[Stored data entries]
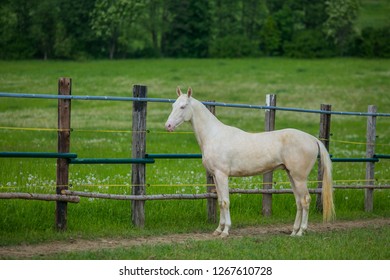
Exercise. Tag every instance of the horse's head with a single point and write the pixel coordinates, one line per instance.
(181, 110)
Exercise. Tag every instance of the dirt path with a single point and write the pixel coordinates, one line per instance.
(46, 249)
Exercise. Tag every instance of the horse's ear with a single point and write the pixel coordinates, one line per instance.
(178, 91)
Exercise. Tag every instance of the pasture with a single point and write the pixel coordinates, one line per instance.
(100, 129)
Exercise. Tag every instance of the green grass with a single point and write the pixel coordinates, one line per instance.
(347, 84)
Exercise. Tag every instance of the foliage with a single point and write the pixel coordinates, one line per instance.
(374, 42)
(339, 25)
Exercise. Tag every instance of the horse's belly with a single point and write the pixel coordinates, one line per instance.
(241, 164)
(241, 169)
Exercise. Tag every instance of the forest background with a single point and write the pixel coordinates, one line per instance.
(116, 29)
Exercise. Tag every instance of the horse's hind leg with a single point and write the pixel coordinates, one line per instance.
(302, 199)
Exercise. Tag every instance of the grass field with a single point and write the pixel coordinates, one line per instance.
(347, 84)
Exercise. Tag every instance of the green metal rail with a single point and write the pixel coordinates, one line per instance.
(36, 155)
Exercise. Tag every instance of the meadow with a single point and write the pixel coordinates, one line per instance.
(101, 129)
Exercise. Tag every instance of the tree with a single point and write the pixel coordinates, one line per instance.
(43, 28)
(111, 18)
(339, 25)
(188, 29)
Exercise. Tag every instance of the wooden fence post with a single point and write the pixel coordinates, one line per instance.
(138, 171)
(268, 177)
(370, 166)
(324, 137)
(64, 108)
(211, 202)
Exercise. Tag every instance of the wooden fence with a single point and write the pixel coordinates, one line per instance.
(140, 158)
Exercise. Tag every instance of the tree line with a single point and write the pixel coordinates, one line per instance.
(74, 29)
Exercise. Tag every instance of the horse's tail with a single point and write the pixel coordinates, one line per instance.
(327, 184)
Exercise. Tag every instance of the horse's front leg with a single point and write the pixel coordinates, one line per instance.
(222, 186)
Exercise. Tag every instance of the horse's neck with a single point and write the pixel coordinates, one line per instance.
(204, 123)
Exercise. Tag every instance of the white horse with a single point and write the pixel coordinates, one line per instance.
(229, 151)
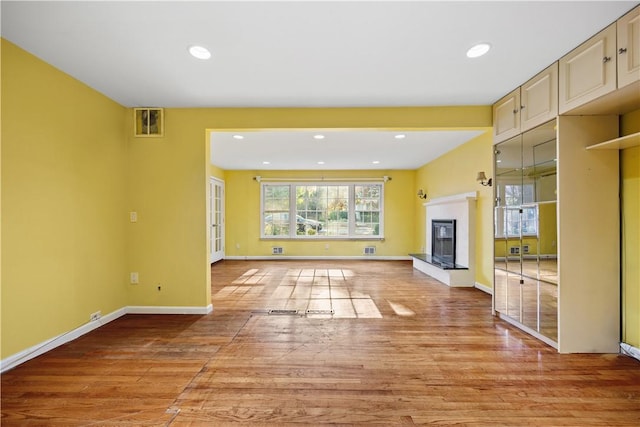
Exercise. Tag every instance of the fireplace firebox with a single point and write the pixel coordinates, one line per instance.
(443, 242)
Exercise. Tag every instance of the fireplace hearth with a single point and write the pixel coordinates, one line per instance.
(443, 242)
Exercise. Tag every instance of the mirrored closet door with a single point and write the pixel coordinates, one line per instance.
(525, 251)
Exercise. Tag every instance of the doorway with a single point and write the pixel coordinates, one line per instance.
(216, 212)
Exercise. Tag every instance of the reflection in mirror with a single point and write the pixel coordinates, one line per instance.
(525, 281)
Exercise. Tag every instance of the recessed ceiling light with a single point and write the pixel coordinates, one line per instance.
(478, 50)
(199, 52)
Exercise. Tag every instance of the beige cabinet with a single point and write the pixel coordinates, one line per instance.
(629, 48)
(589, 71)
(539, 98)
(506, 117)
(530, 105)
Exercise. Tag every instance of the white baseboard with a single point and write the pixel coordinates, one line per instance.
(629, 350)
(48, 345)
(484, 288)
(311, 258)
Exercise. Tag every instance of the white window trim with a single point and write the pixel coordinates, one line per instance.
(351, 202)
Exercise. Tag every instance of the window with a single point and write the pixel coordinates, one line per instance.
(313, 210)
(513, 216)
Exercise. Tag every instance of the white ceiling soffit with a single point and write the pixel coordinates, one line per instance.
(303, 53)
(337, 150)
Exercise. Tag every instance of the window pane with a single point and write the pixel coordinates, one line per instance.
(367, 204)
(321, 210)
(276, 210)
(310, 210)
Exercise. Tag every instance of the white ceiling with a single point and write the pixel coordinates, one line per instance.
(305, 54)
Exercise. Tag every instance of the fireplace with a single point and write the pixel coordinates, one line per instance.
(443, 242)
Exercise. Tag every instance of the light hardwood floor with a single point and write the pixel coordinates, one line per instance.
(398, 349)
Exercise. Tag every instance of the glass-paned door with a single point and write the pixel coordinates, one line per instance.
(216, 219)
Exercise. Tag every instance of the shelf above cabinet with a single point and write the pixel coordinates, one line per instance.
(621, 143)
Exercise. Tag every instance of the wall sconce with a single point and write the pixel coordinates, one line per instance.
(482, 179)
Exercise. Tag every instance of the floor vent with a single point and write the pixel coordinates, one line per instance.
(285, 312)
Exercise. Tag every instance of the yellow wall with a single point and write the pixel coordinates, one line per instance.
(168, 181)
(630, 188)
(243, 216)
(72, 170)
(63, 202)
(454, 173)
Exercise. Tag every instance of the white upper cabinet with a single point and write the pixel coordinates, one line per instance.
(589, 71)
(629, 48)
(506, 117)
(530, 105)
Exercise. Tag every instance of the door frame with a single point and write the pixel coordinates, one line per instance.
(214, 255)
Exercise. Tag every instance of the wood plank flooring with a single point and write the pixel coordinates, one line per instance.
(371, 343)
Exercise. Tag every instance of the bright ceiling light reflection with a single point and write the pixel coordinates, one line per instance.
(478, 50)
(199, 52)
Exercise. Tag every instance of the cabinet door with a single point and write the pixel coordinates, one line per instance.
(506, 117)
(539, 98)
(629, 48)
(589, 71)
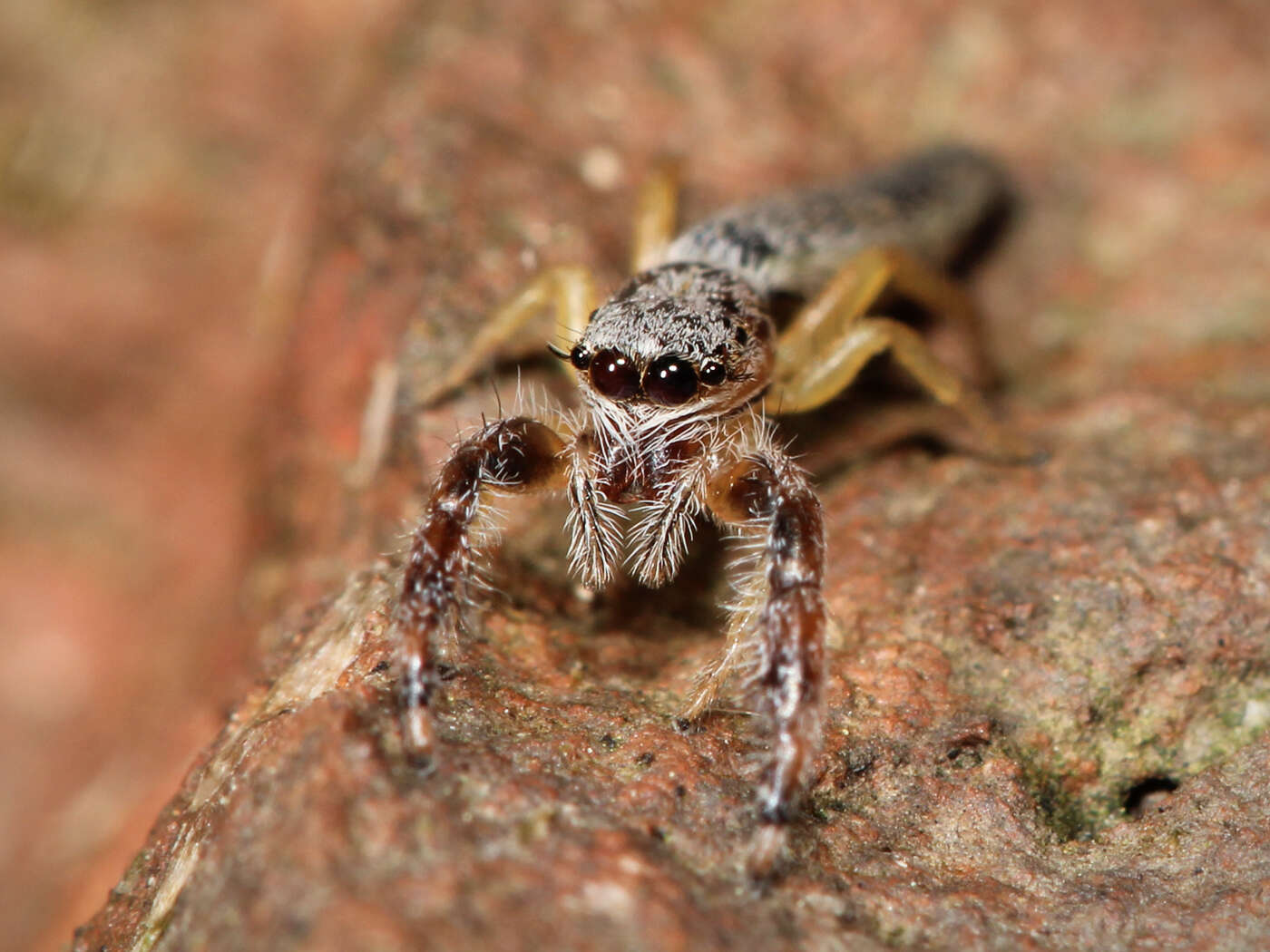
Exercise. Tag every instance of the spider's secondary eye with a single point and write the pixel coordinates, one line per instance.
(669, 380)
(613, 374)
(713, 374)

» **Exercise prompt**
Make an exact copy of every record, pictures excluded.

» **Your solution**
Exercise. Tag every instance of the horse's head with a single point and write the pixel coordinates, one line per instance.
(181, 110)
Exercise. Tag every instance of the dirt path with a single point and write the pixel coordinates, one line per instance.
(46, 249)
Exercise. Tag every instance of the horse's ear with a single point and write the pixel coordinates, one line per instance.
(178, 91)
Exercise. Tag every instance of the pasture with a single point and write the pixel coordinates, one line per instance.
(100, 129)
Exercise. Tag every instance of the green grass with a single point and write the pixel coordinates, one line per instance.
(347, 84)
Exercise. Tag every instance of the foliage with a single point and write the pixel coordinates, one line per instance.
(374, 42)
(339, 25)
Exercise. Tag every instance of the horse's belly with a single point and write the pixel coordinates, one line per instance.
(241, 164)
(241, 169)
Exercise. Tag every instance of the forest background with a single point and write the pixel coordinates, one line per instance.
(116, 29)
Exercise. Tag every instance of the horse's hind leg with a single point and write the pixel coordinates, one line per instance.
(302, 199)
Exercise. Tag every instance of the grass field with a single point and write the pixel coordinates, one line per instance.
(347, 84)
Exercise. Tag every instance of the green metal rail with a single point and write the pixel coordinates, one line per instance.
(36, 155)
Exercise. Tag every instance of the meadow with a single point and write the pixel coordinates, one line per instance.
(101, 129)
Exercise. Tag every instance of the tree with a single point and write the pixel coordinates, one line per instance.
(43, 28)
(111, 18)
(339, 25)
(188, 29)
Exercise. Tag every instance of the wooden fence post with a single point and write the pixel coordinates, one line per instance.
(138, 171)
(268, 177)
(370, 166)
(324, 137)
(64, 108)
(211, 202)
Exercise. Tag every instance of the wooden fence with a single point and write the pixel coordinates, one line per instance.
(140, 158)
Exercise. Tag every instance of the tree line with a single point and write the pixel coordinates, one line per instance.
(74, 29)
Exercise. Tag every instance of the horse's tail with a single point and write the pixel coordinates, one line per instance.
(327, 184)
Exercise. Tag every instance of the horse's front leg with a single point and write the pixel coordinates, one line per instance.
(222, 186)
Exercise. Tag every instance of the horse's neck with a single point and write the pixel coordinates, one line per instance.
(204, 123)
Exercise. Tag every instance of the white horse with a single point and write the pixel coordinates, one line per instance.
(229, 151)
Exercise. Tag every instance of the fireplace firebox with a single point and write the pixel coordinates, one line per instance.
(443, 242)
Exercise. Tag every instance of the fireplace hearth with a single point and write the pixel coordinates, one line per instance.
(443, 242)
Exercise. Tag every instance of the mirrored closet door with a single point and write the pixel coordinates, one line per instance.
(525, 251)
Exercise. Tag every instance of the doorway with a single point and write the pixel coordinates, one line per instance.
(216, 212)
Exercise. Tag every instance of the reflection in mirror with a single point and write the pixel coordinates, one line per instance.
(525, 281)
Exercise. Tag every instance of the recessed ceiling light with a single point and write the pixel coordinates, one line per instance.
(478, 50)
(199, 52)
Exercise. Tag every instance of the beige cabinet with a single point and write the pixel coordinates, one line per instance.
(629, 48)
(589, 71)
(539, 98)
(506, 117)
(530, 105)
Exercise. Tag every instance of the white baseboard with a single point and write the pixel coordinates, one line per instance.
(629, 350)
(48, 345)
(484, 288)
(311, 258)
Exercise. Tag every instance of the white window trim with a single point and write the pixel coordinates, one line per instance.
(351, 202)
Exercise. Tag every instance of the window with a single point and write the pixel coordinates, one line per instance.
(313, 210)
(513, 216)
Exercise. Tag every instance of the white ceiling soffit with a single point and write the pixel coordinates, one line per instance.
(303, 53)
(337, 150)
Exercise. Tag every instance of the window pane with a single point and write the pixel coordinates, one line per instance.
(367, 204)
(321, 210)
(276, 210)
(310, 210)
Exercise. Tag every instance of the white ceiling with a single point and write the pixel coordinates, one line per instance.
(305, 54)
Exercise. Tag every instance of the fireplace with a single point and write the pixel coordinates, one line per instance.
(443, 242)
Exercise. Tag every instance of the light hardwood floor with a single point and write the pixel coordinates, one line per instance.
(398, 349)
Exercise. Tag every instance of the glass-paned door with a single point and write the pixel coordinates, one line per instance.
(216, 219)
Exercise. Tag every instance of the shelf above cabinet with a single point and write the pixel coordinates, one line per instance.
(621, 143)
Exercise. Tag every instance of the wall sconce with a single point and write the pixel coordinates, one line per instance.
(482, 179)
Exercise. Tag every instance of the floor vent with a single point and write the pixel coordinates, one line per instance.
(285, 312)
Exercise. Tag every instance of the yellow wall with a single point and write the pixel coordinates, one line per instance.
(168, 181)
(630, 188)
(243, 216)
(72, 170)
(63, 202)
(454, 173)
Exercise. Tag every instance of the white upper cabinet with a single point and write the pixel coordinates, one line per instance.
(589, 71)
(629, 48)
(506, 117)
(530, 105)
Exercise. Tag every instance of the door frame with a single point and write the pixel coordinates, one line per instance.
(214, 255)
Exercise. Tag every instance of the wood plank flooring with a single point and write the pixel coordinates, one line per instance.
(371, 343)
Exercise. Tag every instance of the bright ceiling light reflection with a single point and write the pixel coordinates, one line per instance.
(478, 50)
(199, 52)
Exercise. Tag every instance of the cabinet door with a single point and write the pixel coordinates, one line per instance.
(506, 117)
(539, 98)
(629, 48)
(589, 71)
Exercise. Tag every instance of the spider's secondary eye with a single point and write the pixel coordinates, one line per instance.
(669, 380)
(613, 374)
(713, 374)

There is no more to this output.